A good rule of thumb is to use a 95-percent confidence level, which also corresponds to 0.05 alpha. The spreadsheet will plot two curves. One is the standard OC curve, and the other is an inverse OC curve. The inverse OC curve has the probability of rejection on the y axis, and the percent conforming on the x axis. These correspond to confidence level and reliability, respectively.

I will discuss the OC curve and how we can get a statement that corresponds to a reliability/confidence level from the OC curve.

The OC curve is a plot between percent nonconforming, and probability of acceptance. The lower the percent nonconforming, the higher the probability of acceptance. The probability can be calculated using binomial, hypergeometric or Poisson distributions. The OC curve shown is for n = 59, with 0 rejects. It is calculated using binomial distribution.

The producer’s risk is the risk of good product getting rejected. The acceptance quality limit (AQL) is generally defined as the percent of defectives that the plan will accept 95 percent of the time (i.e., in the long run). Lots that are at or better than the AQL will be accepted 95 percent of the time (in the long run). If the lot fails, we can say with 95-percent confidence that the lot quality level is worse than the AQL. Likewise, we can say that a lot at the AQL that is acceptable has a 5-percent chance of being rejected. In the example, the AQL is 0.09 percent.

▶ **PROBLEMS TO SOLVE**:
(1) Which probability distributions does the OC curve passage name for calculating the probability of acceptance? List all of them.
(2) According to the OC curve passage, what is the AQL in the example?

▶ **DATASET RECORDS**:
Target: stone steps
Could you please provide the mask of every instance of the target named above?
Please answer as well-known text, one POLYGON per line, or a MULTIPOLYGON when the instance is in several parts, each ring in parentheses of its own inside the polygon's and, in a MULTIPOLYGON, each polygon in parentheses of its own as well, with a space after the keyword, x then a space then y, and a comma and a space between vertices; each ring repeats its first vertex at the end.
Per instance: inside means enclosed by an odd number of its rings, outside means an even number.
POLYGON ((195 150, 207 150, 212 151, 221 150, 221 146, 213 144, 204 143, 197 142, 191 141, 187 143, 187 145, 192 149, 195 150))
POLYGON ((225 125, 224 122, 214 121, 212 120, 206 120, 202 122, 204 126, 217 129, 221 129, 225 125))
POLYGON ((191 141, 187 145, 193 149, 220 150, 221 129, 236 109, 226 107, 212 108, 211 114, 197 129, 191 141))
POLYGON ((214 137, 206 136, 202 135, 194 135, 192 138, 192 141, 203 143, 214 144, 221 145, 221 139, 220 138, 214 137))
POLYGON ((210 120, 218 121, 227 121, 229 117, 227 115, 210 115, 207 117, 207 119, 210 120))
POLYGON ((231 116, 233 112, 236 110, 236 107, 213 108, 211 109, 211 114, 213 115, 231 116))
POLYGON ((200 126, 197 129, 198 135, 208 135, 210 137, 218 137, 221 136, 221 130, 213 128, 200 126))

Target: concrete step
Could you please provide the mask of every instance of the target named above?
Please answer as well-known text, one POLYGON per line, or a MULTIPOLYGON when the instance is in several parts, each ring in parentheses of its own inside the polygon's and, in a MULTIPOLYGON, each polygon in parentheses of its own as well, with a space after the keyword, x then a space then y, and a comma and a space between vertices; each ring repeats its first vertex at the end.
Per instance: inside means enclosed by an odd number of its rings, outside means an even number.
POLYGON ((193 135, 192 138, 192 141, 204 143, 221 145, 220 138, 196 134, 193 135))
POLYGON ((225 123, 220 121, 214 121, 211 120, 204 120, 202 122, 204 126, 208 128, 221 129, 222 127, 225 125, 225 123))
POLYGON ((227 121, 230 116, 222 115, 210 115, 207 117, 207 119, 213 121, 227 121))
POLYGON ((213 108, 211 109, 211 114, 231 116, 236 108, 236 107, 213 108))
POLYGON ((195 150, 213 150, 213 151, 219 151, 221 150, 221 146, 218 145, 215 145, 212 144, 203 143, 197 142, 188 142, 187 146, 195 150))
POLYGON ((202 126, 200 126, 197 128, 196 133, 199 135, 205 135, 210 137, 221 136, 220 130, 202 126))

▶ **RESPONSE LIST**:
(1) Binomial, hypergeometric, and Poisson.

(2) 0.09 percent.